== Image location labeling entries ==
++++

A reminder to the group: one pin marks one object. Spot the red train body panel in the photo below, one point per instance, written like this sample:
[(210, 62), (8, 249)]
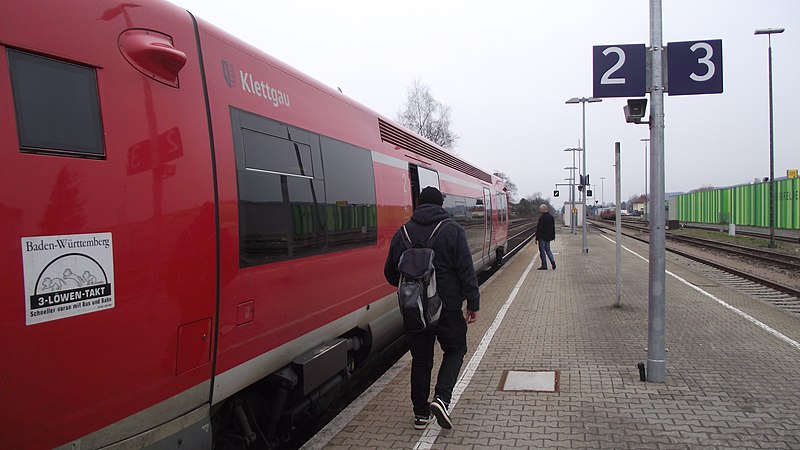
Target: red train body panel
[(148, 282)]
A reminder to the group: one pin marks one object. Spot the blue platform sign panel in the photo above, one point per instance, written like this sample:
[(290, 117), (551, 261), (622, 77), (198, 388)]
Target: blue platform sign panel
[(694, 67), (619, 70)]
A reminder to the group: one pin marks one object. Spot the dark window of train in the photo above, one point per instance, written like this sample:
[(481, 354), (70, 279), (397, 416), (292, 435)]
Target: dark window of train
[(283, 211), (57, 106), (350, 192), (469, 214)]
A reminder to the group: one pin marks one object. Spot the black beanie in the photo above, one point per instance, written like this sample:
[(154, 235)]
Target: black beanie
[(431, 195)]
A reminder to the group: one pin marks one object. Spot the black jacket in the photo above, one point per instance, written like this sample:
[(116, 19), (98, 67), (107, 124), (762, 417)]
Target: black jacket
[(546, 227), (455, 275)]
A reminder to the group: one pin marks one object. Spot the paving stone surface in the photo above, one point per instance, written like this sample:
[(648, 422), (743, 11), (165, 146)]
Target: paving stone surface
[(733, 372)]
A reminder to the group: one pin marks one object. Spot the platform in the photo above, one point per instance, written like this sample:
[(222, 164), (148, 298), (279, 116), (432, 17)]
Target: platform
[(733, 364)]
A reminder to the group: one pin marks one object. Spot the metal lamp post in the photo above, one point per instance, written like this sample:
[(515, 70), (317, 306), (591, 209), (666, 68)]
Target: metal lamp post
[(571, 196), (769, 32), (646, 198), (583, 101), (573, 219), (602, 191)]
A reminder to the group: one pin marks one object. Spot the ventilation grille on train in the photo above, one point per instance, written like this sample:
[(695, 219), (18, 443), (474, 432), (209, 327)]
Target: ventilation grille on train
[(407, 141)]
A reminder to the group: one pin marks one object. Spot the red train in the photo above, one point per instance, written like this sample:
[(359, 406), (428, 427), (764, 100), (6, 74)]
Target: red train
[(193, 233)]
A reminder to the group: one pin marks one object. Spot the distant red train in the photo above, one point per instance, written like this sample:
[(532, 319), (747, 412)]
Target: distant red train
[(193, 233)]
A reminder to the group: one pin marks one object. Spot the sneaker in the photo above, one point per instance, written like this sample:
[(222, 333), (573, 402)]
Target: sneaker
[(439, 409), (421, 422)]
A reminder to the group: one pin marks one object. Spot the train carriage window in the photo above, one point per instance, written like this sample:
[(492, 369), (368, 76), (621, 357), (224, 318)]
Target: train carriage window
[(57, 106), (350, 195), (300, 194), (427, 178)]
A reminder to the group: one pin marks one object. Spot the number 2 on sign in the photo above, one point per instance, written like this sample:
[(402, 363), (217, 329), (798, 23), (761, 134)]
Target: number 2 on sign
[(704, 60), (606, 78)]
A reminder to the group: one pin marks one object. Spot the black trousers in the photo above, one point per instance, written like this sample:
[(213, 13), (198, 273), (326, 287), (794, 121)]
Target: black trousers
[(451, 332)]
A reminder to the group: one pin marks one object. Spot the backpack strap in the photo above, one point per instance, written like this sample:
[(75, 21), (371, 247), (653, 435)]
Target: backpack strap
[(406, 239), (435, 233)]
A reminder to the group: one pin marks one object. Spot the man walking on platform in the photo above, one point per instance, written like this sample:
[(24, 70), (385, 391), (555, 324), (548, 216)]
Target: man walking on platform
[(456, 281), (545, 233)]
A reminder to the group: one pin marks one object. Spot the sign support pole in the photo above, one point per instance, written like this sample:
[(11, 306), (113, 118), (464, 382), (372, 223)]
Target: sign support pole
[(618, 183), (656, 335)]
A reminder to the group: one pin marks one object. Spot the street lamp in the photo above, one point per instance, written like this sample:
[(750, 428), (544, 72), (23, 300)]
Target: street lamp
[(646, 198), (571, 179), (769, 32), (602, 191), (583, 101), (572, 219)]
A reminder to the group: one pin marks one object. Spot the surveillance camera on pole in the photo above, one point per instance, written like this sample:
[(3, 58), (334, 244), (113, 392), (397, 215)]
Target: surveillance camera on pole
[(635, 110)]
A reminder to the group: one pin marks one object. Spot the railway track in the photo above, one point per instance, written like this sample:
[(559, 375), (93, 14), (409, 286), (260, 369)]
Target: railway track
[(765, 289)]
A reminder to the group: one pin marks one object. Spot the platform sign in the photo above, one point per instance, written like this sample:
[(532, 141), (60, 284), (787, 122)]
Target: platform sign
[(619, 70), (694, 67)]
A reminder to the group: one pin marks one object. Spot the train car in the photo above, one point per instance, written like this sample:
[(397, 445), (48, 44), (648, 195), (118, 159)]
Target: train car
[(746, 205), (193, 233)]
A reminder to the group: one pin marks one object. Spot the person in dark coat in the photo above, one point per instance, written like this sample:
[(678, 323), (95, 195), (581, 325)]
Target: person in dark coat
[(455, 281), (545, 233)]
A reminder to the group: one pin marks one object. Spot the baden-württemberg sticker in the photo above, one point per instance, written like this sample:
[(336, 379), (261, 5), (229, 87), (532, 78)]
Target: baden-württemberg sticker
[(67, 275)]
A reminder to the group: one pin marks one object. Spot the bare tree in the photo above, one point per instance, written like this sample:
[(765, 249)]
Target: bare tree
[(427, 117)]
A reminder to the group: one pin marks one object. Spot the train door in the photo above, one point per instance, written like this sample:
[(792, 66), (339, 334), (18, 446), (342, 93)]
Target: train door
[(421, 178), (487, 221)]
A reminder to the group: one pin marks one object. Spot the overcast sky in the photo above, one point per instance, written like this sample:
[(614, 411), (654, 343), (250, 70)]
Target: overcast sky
[(507, 67)]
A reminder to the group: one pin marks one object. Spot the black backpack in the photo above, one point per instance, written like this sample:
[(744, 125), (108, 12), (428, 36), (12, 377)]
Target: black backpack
[(420, 304)]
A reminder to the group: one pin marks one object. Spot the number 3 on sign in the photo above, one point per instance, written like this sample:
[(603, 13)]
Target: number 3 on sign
[(706, 60)]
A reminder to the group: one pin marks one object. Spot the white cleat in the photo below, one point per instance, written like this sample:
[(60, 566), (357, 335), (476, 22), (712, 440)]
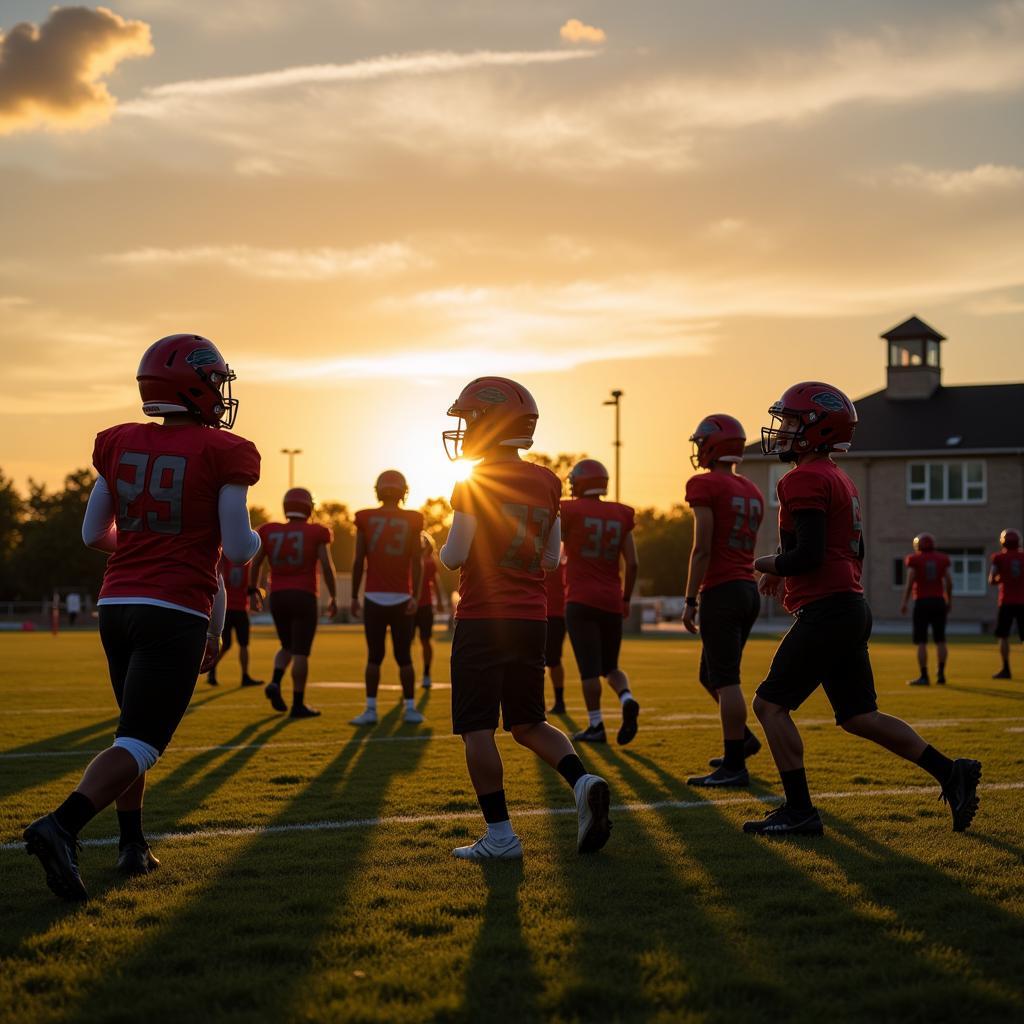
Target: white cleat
[(593, 800), (487, 848)]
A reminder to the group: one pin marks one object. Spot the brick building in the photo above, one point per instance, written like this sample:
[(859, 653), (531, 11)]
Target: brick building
[(926, 457)]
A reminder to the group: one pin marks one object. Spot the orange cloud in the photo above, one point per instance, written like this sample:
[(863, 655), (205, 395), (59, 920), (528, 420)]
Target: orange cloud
[(50, 74)]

++++

Can you write out all of the records above word for word, omitting the pictures?

A reminder to the group: one pin marks one object. Spot the red train body panel in the photo below, one point per instance, written like this sample:
[(210, 62), (8, 249)]
Target: red train body panel
[(148, 282)]
A reminder to the group: one pin marks one object. Spot the blue platform sign panel in the photo above, one point per instance, written like this sample:
[(290, 117), (551, 261), (622, 77), (198, 388)]
Target: blue platform sign panel
[(694, 67), (619, 70)]
A reminder to the group: one pin marks one object. Spot the dark window of train in the photo above, one point per instance, written like this sample:
[(481, 354), (70, 279), (397, 416), (292, 435)]
Target: dark window of train
[(283, 211), (57, 106), (350, 192), (469, 214)]
A reminder to the group: one pin marks one object. Spot the black beanie in the photo above, one point per instance, written like this sample:
[(154, 235)]
Target: black beanie
[(431, 195)]
A reminder to the group: one pin marks one object. Spot the black jacket in the photo above, one point per instance, written like this sample:
[(116, 19), (98, 67), (107, 124), (762, 417)]
Target: black jacket
[(546, 227), (455, 275)]
A reminder to the group: one pin marks one object. Spot the paving stone surface in the photo above, one point per instance, written like this sample:
[(648, 422), (743, 11), (165, 146)]
Target: paving stone surface
[(733, 372)]
A reminder to the group: one pin marks one object. Spot the platform in the photo above, one point per instance, written like this sample:
[(222, 164), (148, 298), (279, 116), (432, 17)]
Target: platform
[(733, 364)]
A reminder to the group: one pin marks one object. Spot the metal lamp post in the photo above, one point per instance, written like this sample:
[(515, 70), (317, 306), (591, 209), (666, 68)]
Target: metal lamp post
[(571, 196), (769, 32), (646, 198), (583, 101), (573, 219), (602, 191)]
A reminder to the group: one pin marks one object. Spot the ventilation grille on train in the photo above, one point per instance, written like this sample:
[(695, 219), (18, 443), (474, 432), (209, 327)]
Target: ventilation grille on train
[(407, 141)]
A reminder to the group: one pin marks one object. Spot the red train in the photo above, one point per instance, written like this sample:
[(359, 406), (428, 427), (764, 100), (6, 74)]
Target: red train
[(193, 233)]
A reminder to the group: one pin marks one object. Spot the distant red train in the photo above, one point per instance, written like this sample:
[(532, 319), (747, 412)]
Target: distant red train
[(193, 233)]
A reminder to the group: one pin marks one object. Spot the sneaker in the photo above, one point per instance, written like this sample:
[(222, 333), (573, 402)]
Target: sneaker
[(439, 409), (421, 422)]
A reminder to the group: one pin marks one object. Spot the train carriage window in the photo above, one point per instance, written like this sample:
[(492, 369), (368, 76), (621, 357), (224, 318)]
Target: train carriage window
[(57, 106), (350, 195), (300, 194), (427, 178)]
A reminder to the group: one pin marks one object. Spot the number 2 on sign in the photo above, one point per instance, written like this sample:
[(402, 363), (217, 329), (798, 23), (761, 134)]
Target: number 2 on sign
[(704, 60), (606, 78)]
A reminder to the group: one pin marks one object. Spot the black trousers in the photo above, one point per instance, written like this sample:
[(213, 13), (198, 273), (326, 287), (794, 121)]
Target: black trousers
[(451, 332)]
A reminder to the group: one pin marks one object. Spot the backpack strap in the photo above, one point per instance, written like this sample:
[(75, 21), (371, 247), (653, 435)]
Target: backpack strap
[(406, 239), (435, 233)]
A reminder to the group: one pin marks one object. Spot the man walking on platform in the photo above, one point per instance, written like this sample:
[(24, 70), (385, 391), (555, 324), (548, 216)]
Target: man walking on platform
[(456, 281), (545, 233)]
A reminder to the group: one pin marks one object. Spot the sign support pole in the photo above, one point per instance, written like this sample:
[(11, 306), (113, 118), (464, 382), (372, 223)]
Target: sign support pole
[(618, 183), (656, 335)]
A reminder to the group: one pin marks one object. Spot the street lamp in the photo above, one point per instance, written like this sample:
[(750, 428), (544, 72), (23, 300)]
Target: street lamp
[(646, 198), (571, 179), (769, 32), (602, 191), (583, 101), (572, 219)]
A reminder to the group: one pin marks one object. Spot the surveillance camera on pole in the photo above, one point per instance, written like this sample:
[(3, 58), (334, 244), (113, 392), (397, 215)]
Target: surveillance camera on pole
[(635, 110)]
A reminder to the group: one pin marks one object. Spot the railway track in the photo above, one point per instance, written like this sample:
[(559, 375), (93, 14), (409, 286), (260, 369)]
Target: railway track
[(765, 289)]
A reminder to the group: one pin marks one object. Spot the platform sign in the photo above, one point per instance, written like this sample:
[(532, 141), (60, 284), (787, 122)]
Target: platform sign
[(619, 70), (694, 67)]
A reminder to the group: one pin marks one object. Spot the train car in the photo above, one point per instance, written like this sample:
[(397, 445), (48, 44), (648, 195), (118, 159)]
Target: train car
[(746, 205), (193, 233)]
A reminder to the group: one pin marks one object. Spot the person in dark coat in the photo above, one point per instance, written like this sample:
[(678, 323), (95, 195), (581, 325)]
Target: person in dark coat
[(455, 281), (545, 233)]
A reminder to the group: one pin marks one object. Spot the baden-württemberg sticker in the photo above, one point per instance, written like this sample:
[(336, 379), (261, 5), (229, 87), (532, 78)]
Target: baden-württemberg sticker
[(67, 275)]
A reminder to the group: one pin marks one object. Spot the bare tree in the photo above, one point per instance, written like this sample:
[(765, 249)]
Target: bare tree
[(427, 117)]
A reminder to the group: one pin marks one object. Spot the train door in the photo above, one point per instance, written like this sample:
[(792, 66), (339, 334), (18, 446), (342, 93)]
Target: train door
[(421, 178), (487, 221)]
A reminder to the group: one pin marks one object. Spot the overcast sky in the photo above, one point per instance, written like this sample:
[(614, 411), (654, 343), (250, 70)]
Target: overcast sky
[(507, 67)]
A reminder to the group: one pin marks one object. Spot the black backpack in the photo above, one point per instance, written like this sample:
[(744, 125), (108, 12), (428, 36), (12, 377)]
Target: black backpack
[(420, 304)]
A reminder to the group: one pin marks one object. Spot the number 3 on sign in the photo above, one point per instance, written like this sample:
[(603, 13)]
Target: number 3 on sign
[(706, 60)]
A reminder to the group: one pin marks one object. Spot the white cleat in the photo below, one point per instance, written like this sample:
[(60, 566), (357, 335), (476, 22), (712, 440)]
Target: white cleat
[(593, 800), (487, 848)]
A reminder to the group: one pin marks one object. Spot the brick building in the photo above, one point per instance, written like this sample:
[(859, 653), (531, 11)]
Target: brick building
[(926, 457)]
A reminder to the group: one pin marks one object. Spot the orange cloud in the photo above, one point per instance, written like this sample:
[(863, 655), (205, 395), (59, 920), (528, 420)]
Target: orange cloud
[(50, 74)]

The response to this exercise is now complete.